Records from a data collection:
□ □ □ □ □

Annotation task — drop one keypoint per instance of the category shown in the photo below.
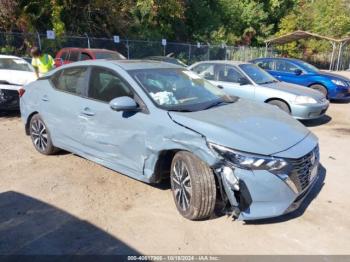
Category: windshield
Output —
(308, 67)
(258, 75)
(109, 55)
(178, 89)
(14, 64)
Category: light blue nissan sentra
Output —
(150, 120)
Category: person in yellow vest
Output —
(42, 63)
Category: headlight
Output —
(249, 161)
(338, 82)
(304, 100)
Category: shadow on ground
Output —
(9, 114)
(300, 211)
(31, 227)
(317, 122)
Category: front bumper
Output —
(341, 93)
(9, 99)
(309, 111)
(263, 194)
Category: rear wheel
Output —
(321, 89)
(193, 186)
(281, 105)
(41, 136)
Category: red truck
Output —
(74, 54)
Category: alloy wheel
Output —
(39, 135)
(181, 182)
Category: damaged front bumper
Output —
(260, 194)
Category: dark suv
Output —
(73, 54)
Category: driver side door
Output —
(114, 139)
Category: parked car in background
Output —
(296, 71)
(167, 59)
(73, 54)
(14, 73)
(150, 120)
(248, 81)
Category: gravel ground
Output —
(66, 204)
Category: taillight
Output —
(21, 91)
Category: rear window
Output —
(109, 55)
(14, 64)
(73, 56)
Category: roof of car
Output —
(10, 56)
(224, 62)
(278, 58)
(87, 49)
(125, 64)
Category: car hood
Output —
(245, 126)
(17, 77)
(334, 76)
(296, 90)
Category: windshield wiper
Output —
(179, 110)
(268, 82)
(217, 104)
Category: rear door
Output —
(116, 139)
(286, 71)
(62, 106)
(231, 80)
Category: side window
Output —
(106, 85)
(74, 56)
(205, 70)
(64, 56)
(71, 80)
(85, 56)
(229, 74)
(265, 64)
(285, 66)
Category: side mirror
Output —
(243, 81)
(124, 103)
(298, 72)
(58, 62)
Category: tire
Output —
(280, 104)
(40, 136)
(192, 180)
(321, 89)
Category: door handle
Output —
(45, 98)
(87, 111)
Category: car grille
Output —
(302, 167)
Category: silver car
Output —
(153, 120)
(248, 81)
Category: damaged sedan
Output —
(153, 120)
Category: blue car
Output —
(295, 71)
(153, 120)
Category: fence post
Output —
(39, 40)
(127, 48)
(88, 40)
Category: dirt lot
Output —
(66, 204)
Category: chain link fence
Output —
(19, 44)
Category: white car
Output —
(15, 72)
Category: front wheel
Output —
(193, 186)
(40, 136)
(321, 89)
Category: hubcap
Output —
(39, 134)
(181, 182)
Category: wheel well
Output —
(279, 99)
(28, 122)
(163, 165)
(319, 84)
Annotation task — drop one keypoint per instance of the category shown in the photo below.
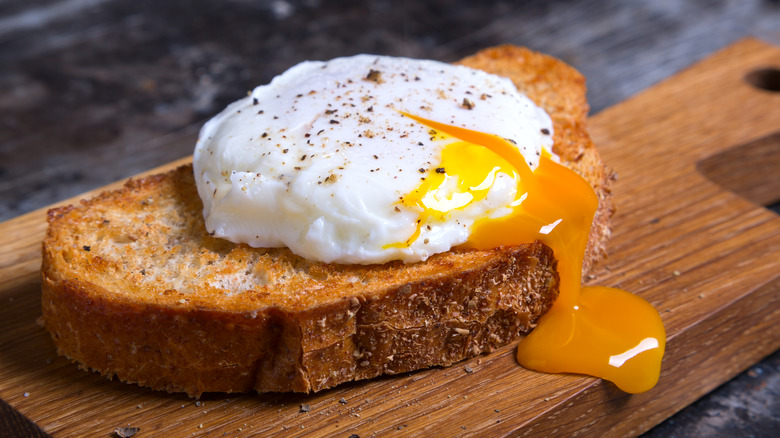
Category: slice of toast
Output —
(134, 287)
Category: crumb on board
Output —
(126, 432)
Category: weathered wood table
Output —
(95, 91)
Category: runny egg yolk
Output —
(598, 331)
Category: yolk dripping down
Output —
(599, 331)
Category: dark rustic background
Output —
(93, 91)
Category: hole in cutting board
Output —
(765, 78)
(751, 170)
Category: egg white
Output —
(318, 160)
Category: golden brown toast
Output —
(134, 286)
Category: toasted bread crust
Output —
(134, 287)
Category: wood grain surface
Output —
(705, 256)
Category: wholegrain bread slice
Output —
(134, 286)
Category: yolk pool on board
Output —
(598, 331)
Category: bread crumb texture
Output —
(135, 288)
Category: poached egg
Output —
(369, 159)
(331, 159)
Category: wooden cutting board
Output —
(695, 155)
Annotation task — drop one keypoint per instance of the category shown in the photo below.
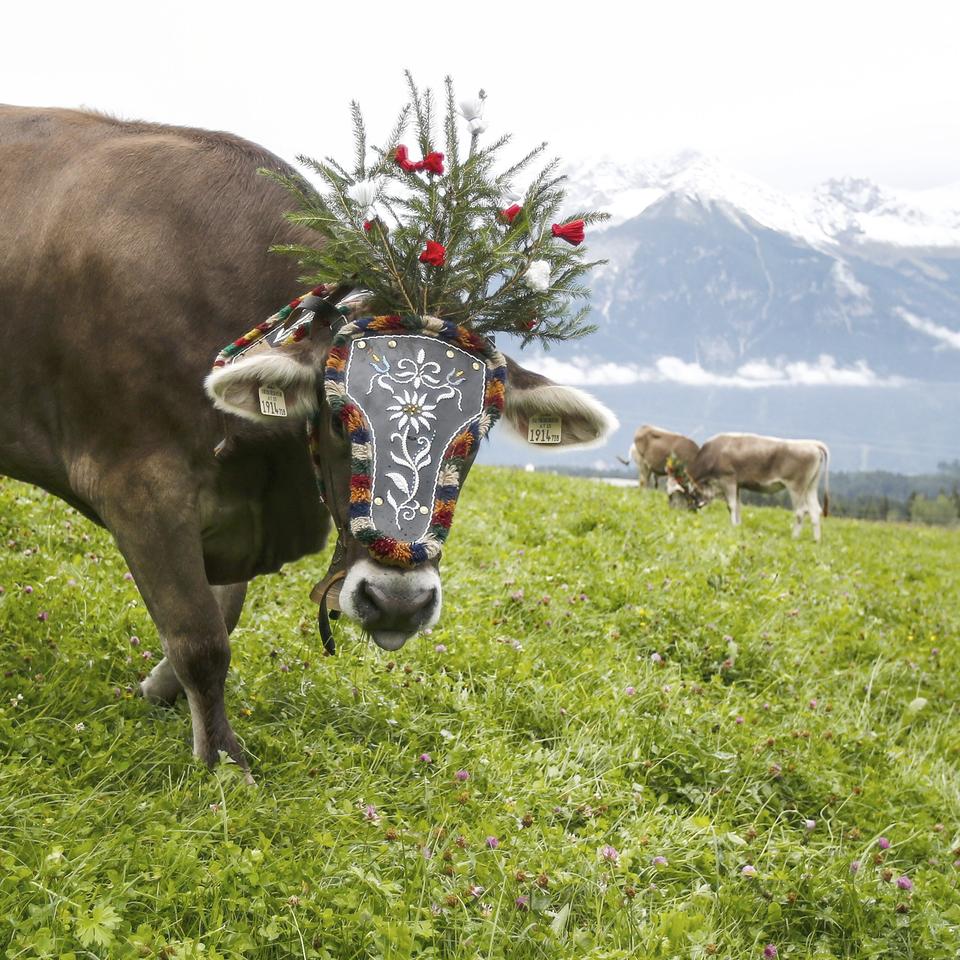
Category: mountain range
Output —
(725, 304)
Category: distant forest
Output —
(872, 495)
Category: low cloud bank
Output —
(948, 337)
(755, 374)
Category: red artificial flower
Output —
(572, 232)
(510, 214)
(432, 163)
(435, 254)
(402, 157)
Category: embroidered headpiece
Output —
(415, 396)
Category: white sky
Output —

□ □ □ □ □

• [Task directions]
Every line above must appear in the answer unchanged, and no picture may appear in it.

• [Answer for this exercise]
Annotation task — drop one keypoint per instance of the category shown in the photo below.
Category: windshield
Output —
(308, 67)
(258, 75)
(109, 55)
(178, 89)
(14, 64)
Category: light blue nissan sentra
Output —
(150, 120)
Category: person in yellow vest
Output —
(42, 63)
Category: headlight
Output —
(249, 161)
(338, 82)
(304, 100)
Category: shadow on ground
Output —
(9, 114)
(300, 211)
(31, 227)
(317, 122)
Category: front bumper
Output —
(341, 93)
(9, 99)
(309, 111)
(263, 194)
Category: rear wheel
Output —
(321, 89)
(193, 186)
(281, 105)
(41, 136)
Category: red truck
Output —
(74, 54)
Category: alloy wheel
Output —
(39, 135)
(181, 182)
Category: damaged front bumper
Output —
(260, 194)
Category: dark suv
Output —
(73, 54)
Category: driver side door
Output —
(114, 139)
Category: parked car in background
Output —
(296, 71)
(167, 59)
(73, 54)
(14, 73)
(150, 120)
(248, 81)
Category: gravel ground
Output —
(66, 204)
Category: taillight
Output —
(21, 91)
Category: rear window
Output —
(109, 55)
(14, 64)
(73, 56)
Category: roof of car
Output —
(10, 56)
(224, 62)
(278, 58)
(87, 49)
(125, 64)
Category: car hood
Output —
(245, 126)
(17, 77)
(334, 76)
(296, 90)
Category: windshield wiper
Output —
(179, 110)
(268, 82)
(217, 104)
Category: rear door
Output —
(116, 139)
(286, 71)
(62, 106)
(231, 80)
Category: side window
Output —
(106, 85)
(74, 56)
(205, 70)
(64, 56)
(71, 80)
(85, 56)
(229, 74)
(265, 64)
(285, 66)
Category: side mirror
Output —
(243, 81)
(124, 103)
(298, 72)
(58, 62)
Category: tire
Output —
(280, 104)
(40, 136)
(192, 180)
(321, 89)
Category: door handle
Output —
(45, 98)
(87, 111)
Category: car grille
Output —
(302, 167)
Category: silver car
Output —
(153, 120)
(248, 81)
Category: damaged sedan
Output —
(153, 120)
Category: blue car
Output —
(295, 71)
(153, 120)
Category: fence post
Output —
(39, 40)
(127, 48)
(88, 40)
Category: dirt lot
Output —
(66, 204)
Category: chain link fence
Output —
(19, 44)
Category: white car
Output —
(15, 72)
Category: front wheel
Output —
(193, 186)
(40, 136)
(321, 89)
Category: hubcap
Output —
(39, 134)
(181, 182)
Category: wheel well
Output —
(279, 99)
(28, 122)
(163, 165)
(319, 84)
Annotation task — drop one keypoint per instance of the category shown in the photo below.
Category: slice of toast
Output —
(134, 287)
Category: crumb on board
Output —
(126, 432)
Category: weathered wood table
Output —
(95, 91)
Category: runny egg yolk
Output —
(598, 331)
Category: yolk dripping down
Output —
(599, 331)
Category: dark rustic background
Output —
(93, 91)
Category: hole in cutting board
Output —
(765, 78)
(751, 170)
Category: egg white
Output —
(318, 160)
Category: golden brown toast
Output —
(134, 286)
Category: toasted bread crust
Output —
(134, 287)
Category: wood grain surface
Output —
(705, 256)
Category: wholegrain bread slice
Output —
(134, 286)
Category: yolk pool on board
Output —
(598, 331)
Category: bread crumb texture
Output —
(135, 288)
Category: poached egg
Output —
(369, 159)
(331, 159)
Category: wooden cutting board
Output —
(695, 155)
Annotation task — drop one keypoint per instance of the category shown in the photo below.
Category: mountain range
Output —
(725, 304)
Category: distant forest
Output —
(872, 495)
Category: low cloud bank
Output —
(948, 337)
(755, 374)
Category: red artificial flower
Output —
(572, 232)
(510, 214)
(432, 163)
(435, 254)
(402, 157)
Category: embroidered headpiece
Output —
(415, 396)
Category: white sky
Output —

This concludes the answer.